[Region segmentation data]
···
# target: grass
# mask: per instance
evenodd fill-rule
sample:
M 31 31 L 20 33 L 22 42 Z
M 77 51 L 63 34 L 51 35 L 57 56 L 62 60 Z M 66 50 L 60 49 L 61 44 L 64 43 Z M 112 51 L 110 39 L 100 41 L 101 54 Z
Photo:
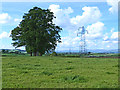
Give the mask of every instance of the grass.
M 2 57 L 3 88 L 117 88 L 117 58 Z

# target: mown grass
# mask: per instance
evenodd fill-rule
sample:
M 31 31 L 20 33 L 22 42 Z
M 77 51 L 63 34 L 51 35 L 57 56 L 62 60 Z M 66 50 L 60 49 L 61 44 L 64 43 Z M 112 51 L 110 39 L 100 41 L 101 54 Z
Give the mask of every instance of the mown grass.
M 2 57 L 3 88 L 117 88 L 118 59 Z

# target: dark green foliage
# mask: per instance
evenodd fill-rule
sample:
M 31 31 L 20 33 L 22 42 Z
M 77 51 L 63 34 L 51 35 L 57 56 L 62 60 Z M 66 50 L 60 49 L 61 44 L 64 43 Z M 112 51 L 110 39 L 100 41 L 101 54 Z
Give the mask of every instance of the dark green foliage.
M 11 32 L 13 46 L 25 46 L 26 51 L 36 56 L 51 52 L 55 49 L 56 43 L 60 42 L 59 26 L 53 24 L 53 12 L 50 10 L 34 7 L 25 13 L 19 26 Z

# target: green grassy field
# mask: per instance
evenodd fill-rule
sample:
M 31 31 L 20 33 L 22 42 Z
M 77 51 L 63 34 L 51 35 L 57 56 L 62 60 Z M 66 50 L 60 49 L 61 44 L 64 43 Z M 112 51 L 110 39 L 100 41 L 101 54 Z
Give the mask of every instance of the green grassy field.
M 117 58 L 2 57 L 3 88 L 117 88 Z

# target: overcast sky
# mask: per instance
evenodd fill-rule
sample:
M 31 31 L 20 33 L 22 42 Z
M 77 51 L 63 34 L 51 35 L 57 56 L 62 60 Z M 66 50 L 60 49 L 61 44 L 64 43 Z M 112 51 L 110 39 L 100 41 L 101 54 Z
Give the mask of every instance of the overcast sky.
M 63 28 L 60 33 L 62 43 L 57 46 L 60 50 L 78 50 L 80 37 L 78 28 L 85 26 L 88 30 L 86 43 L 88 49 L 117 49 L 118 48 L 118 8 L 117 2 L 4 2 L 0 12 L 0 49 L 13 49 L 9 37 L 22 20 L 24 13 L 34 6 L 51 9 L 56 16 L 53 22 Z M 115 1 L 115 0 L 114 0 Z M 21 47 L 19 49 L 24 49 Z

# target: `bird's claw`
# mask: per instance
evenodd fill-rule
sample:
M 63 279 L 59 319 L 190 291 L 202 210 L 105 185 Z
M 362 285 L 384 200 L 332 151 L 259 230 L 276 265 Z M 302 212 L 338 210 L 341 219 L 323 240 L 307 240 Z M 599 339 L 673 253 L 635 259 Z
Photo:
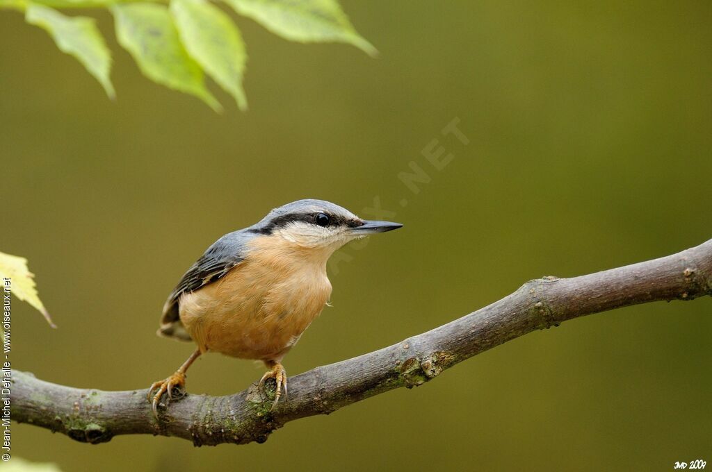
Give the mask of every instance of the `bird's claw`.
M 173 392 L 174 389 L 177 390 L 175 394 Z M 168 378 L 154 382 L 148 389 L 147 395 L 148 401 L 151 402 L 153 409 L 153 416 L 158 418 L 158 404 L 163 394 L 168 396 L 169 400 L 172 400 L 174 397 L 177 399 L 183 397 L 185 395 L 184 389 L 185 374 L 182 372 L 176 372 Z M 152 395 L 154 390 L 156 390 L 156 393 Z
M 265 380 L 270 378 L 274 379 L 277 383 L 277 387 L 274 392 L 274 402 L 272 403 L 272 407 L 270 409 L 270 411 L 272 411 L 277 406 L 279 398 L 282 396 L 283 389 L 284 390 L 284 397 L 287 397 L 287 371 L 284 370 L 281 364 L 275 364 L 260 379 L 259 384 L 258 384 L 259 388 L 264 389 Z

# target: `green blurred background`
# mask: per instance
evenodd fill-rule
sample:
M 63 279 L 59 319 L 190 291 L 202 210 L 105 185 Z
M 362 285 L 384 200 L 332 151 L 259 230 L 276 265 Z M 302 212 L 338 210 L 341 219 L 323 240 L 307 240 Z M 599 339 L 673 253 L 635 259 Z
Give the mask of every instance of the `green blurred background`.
···
## Task brief
Turn every line of the data above into a Markdown table with the columns "No." and "Line," numbering the rows in order and skipping blank lines. Leave out the pictures.

## Solution
| No. | Line |
|---|---|
| 1 | # target: grass |
| 2 | # mask: per instance |
| 3 | evenodd fill-rule |
| 4 | sample: |
| 5 | M 31 31 L 20 33 L 22 42 Z |
| 6 | M 77 51 L 63 34 L 51 35 L 57 56 L 62 60 Z M 66 50 L 60 49 L 61 44 L 64 43 Z M 112 51 L 110 39 L 100 41 L 101 54 Z |
| 7 | Photo: |
| 8 | Give the mask of every instance of the grass. |
| 9 | M 2 57 L 3 88 L 117 88 L 117 58 Z |
| 10 | # target: mown grass |
| 11 | # mask: per instance |
| 12 | evenodd fill-rule |
| 13 | sample: |
| 14 | M 31 31 L 20 33 L 22 42 Z |
| 15 | M 77 51 L 63 34 L 51 35 L 57 56 L 62 60 Z M 66 50 L 60 49 L 61 44 L 64 43 Z M 112 51 L 110 39 L 100 41 L 101 54 Z |
| 16 | Give the mask of every instance of the mown grass. |
| 17 | M 2 57 L 3 88 L 117 88 L 118 59 Z |
| 18 | # target: dark green foliage |
| 19 | # mask: per instance |
| 20 | evenodd fill-rule |
| 21 | sample: |
| 22 | M 31 31 L 20 33 L 22 42 Z |
| 23 | M 77 51 L 63 34 L 51 35 L 57 56 L 62 60 Z M 66 50 L 60 49 L 61 44 L 64 43 Z M 112 51 L 110 39 L 100 41 L 101 54 Z |
| 24 | Give the mask of every instance of the dark green foliage. |
| 25 | M 11 32 L 13 46 L 25 46 L 26 51 L 36 56 L 51 52 L 55 49 L 56 43 L 60 42 L 59 26 L 53 24 L 53 12 L 50 10 L 34 7 L 25 13 L 19 26 Z |
| 26 | # target: green grassy field |
| 27 | # mask: per instance |
| 28 | evenodd fill-rule |
| 29 | sample: |
| 30 | M 31 31 L 20 33 L 22 42 Z |
| 31 | M 77 51 L 63 34 L 51 35 L 57 56 L 62 60 Z M 66 50 L 60 49 L 61 44 L 64 43 Z M 112 51 L 110 39 L 100 41 L 101 54 Z |
| 32 | Give the mask of every instance of the green grassy field. |
| 33 | M 117 58 L 2 57 L 3 88 L 117 88 Z |
| 34 | # target: overcast sky |
| 35 | # mask: per instance |
| 36 | evenodd fill-rule |
| 37 | sample: |
| 38 | M 31 31 L 20 33 L 22 42 Z |
| 39 | M 77 51 L 63 34 L 51 35 L 57 56 L 62 60 Z M 66 50 L 60 49 L 61 44 L 64 43 Z M 112 51 L 110 39 L 100 41 L 101 54 Z |
| 40 | Give the mask of every instance of the overcast sky. |
| 41 | M 63 28 L 60 33 L 62 43 L 57 46 L 60 50 L 78 50 L 80 37 L 78 28 L 85 26 L 88 30 L 86 43 L 88 49 L 117 49 L 118 48 L 118 8 L 117 2 L 4 2 L 0 12 L 0 49 L 13 49 L 9 37 L 22 20 L 24 13 L 34 6 L 51 9 L 56 16 L 53 22 Z M 115 1 L 115 0 L 114 0 Z M 21 47 L 19 49 L 24 49 Z |
| 42 | # target: `bird's claw` |
| 43 | # mask: per instance |
| 44 | evenodd fill-rule |
| 45 | sample: |
| 46 | M 63 279 L 59 319 L 190 291 L 202 210 L 105 185 Z |
| 47 | M 362 285 L 384 200 L 332 151 L 259 230 L 276 265 Z M 302 212 L 338 210 L 341 219 L 323 240 L 307 240 Z M 599 339 L 673 253 L 635 259 Z |
| 48 | Photo: |
| 49 | Give the mask of every instance of the `bird's claw`. |
| 50 | M 173 392 L 174 389 L 177 390 L 175 394 Z M 168 378 L 154 382 L 148 389 L 147 395 L 148 401 L 151 402 L 153 409 L 153 416 L 158 418 L 158 404 L 163 394 L 168 396 L 169 400 L 172 400 L 174 397 L 177 399 L 183 397 L 185 395 L 184 389 L 185 374 L 182 372 L 176 372 Z M 152 395 L 154 390 L 156 390 L 156 393 Z |
| 51 | M 265 380 L 270 378 L 274 379 L 277 383 L 277 387 L 274 392 L 274 402 L 272 403 L 272 407 L 270 409 L 270 411 L 272 411 L 277 406 L 279 398 L 282 396 L 283 389 L 284 390 L 284 397 L 287 397 L 287 371 L 284 370 L 281 364 L 275 364 L 260 379 L 259 384 L 258 384 L 259 388 L 264 389 Z |
| 52 | # target: `green blurred background` |
| 53 | # mask: per instance |
| 54 | evenodd fill-rule |
| 55 | sample: |
| 56 | M 63 279 L 59 319 L 190 291 L 202 210 L 105 185 Z |
| 57 | M 362 285 L 384 200 L 332 151 L 259 230 L 276 265 Z M 302 212 L 338 210 L 341 219 L 323 240 L 307 240 Z M 599 339 L 673 253 L 635 259 Z |
| 58 | Give the mask of every instance of the `green blurred background`. |